## WHAT TO WORK ON
Reproduce the line that holds "Locate the chain" together with all the lines after it up to the end of the entries.

Object pointing dataset rows
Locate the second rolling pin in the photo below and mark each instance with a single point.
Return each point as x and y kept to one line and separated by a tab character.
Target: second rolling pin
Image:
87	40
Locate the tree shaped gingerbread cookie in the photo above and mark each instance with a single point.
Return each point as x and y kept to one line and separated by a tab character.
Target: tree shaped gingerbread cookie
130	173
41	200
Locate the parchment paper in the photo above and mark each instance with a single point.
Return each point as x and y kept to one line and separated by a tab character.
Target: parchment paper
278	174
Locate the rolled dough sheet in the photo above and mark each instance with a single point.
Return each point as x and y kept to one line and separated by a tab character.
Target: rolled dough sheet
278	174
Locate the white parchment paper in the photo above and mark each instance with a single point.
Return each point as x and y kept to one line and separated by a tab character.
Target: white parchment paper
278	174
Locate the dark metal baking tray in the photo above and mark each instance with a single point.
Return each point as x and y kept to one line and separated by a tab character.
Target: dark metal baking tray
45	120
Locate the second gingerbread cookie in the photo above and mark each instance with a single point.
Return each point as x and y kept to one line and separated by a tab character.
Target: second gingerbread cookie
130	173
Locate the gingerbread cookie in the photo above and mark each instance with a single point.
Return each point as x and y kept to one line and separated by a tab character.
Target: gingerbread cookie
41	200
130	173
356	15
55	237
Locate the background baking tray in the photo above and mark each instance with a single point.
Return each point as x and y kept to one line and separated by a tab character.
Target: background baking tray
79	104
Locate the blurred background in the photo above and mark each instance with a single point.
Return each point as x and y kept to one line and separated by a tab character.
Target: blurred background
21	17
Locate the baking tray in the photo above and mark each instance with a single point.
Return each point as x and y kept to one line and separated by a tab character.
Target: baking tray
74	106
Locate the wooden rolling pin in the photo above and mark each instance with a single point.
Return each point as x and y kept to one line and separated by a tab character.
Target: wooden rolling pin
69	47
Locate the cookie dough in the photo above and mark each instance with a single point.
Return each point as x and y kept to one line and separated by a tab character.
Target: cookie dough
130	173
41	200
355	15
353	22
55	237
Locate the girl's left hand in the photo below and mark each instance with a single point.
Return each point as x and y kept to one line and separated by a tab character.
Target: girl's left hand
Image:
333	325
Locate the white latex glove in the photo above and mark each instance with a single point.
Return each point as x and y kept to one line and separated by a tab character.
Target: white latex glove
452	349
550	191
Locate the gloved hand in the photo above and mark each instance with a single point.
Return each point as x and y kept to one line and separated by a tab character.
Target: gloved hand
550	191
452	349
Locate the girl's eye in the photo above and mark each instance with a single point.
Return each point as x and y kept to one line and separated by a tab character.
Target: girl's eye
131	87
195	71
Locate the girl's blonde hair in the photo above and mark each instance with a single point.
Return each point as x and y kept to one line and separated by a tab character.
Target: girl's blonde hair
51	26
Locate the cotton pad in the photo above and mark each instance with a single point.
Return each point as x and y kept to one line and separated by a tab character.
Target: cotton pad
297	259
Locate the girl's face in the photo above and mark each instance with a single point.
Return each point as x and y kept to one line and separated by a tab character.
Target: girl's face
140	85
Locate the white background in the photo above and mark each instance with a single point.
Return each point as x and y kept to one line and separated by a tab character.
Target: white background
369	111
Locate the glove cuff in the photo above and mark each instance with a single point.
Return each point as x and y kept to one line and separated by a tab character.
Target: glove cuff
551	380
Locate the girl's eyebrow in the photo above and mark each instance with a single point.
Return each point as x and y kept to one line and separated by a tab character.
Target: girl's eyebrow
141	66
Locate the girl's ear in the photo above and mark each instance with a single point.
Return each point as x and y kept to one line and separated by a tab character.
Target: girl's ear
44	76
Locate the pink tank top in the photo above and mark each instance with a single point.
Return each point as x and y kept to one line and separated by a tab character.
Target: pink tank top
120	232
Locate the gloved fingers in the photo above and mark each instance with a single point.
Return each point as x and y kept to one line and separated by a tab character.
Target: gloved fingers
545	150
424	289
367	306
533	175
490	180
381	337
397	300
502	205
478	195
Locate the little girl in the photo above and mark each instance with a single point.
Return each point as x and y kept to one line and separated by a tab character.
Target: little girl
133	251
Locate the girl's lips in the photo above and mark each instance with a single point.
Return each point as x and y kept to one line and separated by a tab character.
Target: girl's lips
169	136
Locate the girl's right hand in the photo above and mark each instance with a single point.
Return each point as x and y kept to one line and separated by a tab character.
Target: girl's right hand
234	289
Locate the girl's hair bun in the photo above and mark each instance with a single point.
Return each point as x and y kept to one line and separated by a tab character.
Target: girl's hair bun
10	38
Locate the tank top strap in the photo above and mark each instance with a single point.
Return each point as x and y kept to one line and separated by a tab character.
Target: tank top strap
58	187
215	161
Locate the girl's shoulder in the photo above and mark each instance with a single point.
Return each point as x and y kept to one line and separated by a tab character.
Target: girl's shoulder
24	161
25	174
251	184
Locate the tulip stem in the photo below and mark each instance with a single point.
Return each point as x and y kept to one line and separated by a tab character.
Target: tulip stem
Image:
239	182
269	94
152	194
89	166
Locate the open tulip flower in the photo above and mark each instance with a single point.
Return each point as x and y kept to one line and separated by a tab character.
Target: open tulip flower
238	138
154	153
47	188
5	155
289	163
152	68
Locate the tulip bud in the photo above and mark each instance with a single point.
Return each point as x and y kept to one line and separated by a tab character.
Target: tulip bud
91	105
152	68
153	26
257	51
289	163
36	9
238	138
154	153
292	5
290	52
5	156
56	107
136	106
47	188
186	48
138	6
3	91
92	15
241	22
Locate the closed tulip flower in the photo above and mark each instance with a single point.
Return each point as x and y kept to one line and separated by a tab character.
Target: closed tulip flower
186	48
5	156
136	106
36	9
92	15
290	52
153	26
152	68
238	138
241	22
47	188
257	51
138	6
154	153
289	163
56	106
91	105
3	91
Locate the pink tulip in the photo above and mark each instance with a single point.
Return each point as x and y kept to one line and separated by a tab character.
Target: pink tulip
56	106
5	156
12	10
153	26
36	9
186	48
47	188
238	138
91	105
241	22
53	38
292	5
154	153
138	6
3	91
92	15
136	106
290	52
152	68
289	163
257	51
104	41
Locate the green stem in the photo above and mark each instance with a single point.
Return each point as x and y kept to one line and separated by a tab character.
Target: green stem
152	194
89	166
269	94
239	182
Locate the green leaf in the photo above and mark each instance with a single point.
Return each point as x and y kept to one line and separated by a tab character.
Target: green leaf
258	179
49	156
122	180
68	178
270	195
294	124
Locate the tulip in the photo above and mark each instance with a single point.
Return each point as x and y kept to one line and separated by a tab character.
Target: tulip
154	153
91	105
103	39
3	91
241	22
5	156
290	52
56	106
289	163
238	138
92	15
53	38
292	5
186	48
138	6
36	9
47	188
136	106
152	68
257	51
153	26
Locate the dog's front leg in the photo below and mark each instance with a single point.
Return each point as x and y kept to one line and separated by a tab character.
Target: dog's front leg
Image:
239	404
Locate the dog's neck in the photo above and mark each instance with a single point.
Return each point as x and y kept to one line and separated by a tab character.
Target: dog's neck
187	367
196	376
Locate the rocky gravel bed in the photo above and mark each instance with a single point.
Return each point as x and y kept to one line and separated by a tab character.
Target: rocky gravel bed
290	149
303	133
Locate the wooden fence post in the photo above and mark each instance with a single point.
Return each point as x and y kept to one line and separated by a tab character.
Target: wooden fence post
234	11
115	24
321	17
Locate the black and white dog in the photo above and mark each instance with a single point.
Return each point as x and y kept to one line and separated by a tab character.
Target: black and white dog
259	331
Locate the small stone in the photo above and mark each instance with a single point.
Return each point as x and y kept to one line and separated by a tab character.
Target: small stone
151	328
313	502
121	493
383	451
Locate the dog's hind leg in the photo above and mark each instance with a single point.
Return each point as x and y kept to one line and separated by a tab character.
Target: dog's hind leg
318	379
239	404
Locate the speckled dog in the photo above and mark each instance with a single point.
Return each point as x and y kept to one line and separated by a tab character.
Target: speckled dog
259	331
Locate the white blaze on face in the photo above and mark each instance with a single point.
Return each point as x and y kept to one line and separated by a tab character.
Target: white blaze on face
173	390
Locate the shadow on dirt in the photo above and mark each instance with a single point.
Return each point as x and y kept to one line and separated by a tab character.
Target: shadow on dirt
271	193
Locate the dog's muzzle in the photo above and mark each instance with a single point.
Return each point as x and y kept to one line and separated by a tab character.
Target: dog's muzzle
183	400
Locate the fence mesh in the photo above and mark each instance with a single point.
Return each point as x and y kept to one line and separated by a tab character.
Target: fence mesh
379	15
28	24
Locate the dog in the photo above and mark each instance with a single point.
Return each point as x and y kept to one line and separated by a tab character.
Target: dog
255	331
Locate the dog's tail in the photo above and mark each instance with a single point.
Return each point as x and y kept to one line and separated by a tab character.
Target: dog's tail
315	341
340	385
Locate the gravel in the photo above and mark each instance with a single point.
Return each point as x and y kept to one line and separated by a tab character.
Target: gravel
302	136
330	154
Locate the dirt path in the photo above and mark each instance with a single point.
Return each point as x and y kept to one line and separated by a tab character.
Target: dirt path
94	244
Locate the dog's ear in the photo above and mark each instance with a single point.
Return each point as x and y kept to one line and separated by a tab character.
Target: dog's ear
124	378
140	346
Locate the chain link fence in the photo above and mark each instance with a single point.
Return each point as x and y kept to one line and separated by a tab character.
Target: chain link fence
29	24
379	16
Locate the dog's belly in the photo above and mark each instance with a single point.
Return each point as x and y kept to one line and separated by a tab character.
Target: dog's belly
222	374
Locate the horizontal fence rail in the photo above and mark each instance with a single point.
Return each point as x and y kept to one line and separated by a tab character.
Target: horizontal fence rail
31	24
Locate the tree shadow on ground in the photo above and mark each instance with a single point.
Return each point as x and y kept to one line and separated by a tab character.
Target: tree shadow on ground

## SOLUTION TO THE EXERCISE
Locate the chain link fence in the photo above and mark each instance with a single point.
Return each point as x and y kept to one line and separated by a tab character.
Target: chain link fence
29	24
379	16
Locate the dog's belly in the photo above and mark each instance with a single point.
Return each point as x and y kept to one line and separated by a tab character.
Target: dog's belly
222	374
Locate the horizontal fence rail in the photo above and mark each instance with a single point.
Return each point as x and y kept to one line and separated by a tab character.
Target: horizontal fence rail
31	24
Locate the tree shadow on ground in the photo above and mark each instance with a single point.
Return each point as x and y kept to one line and separated by a tab character.
Target: tree shadow on ground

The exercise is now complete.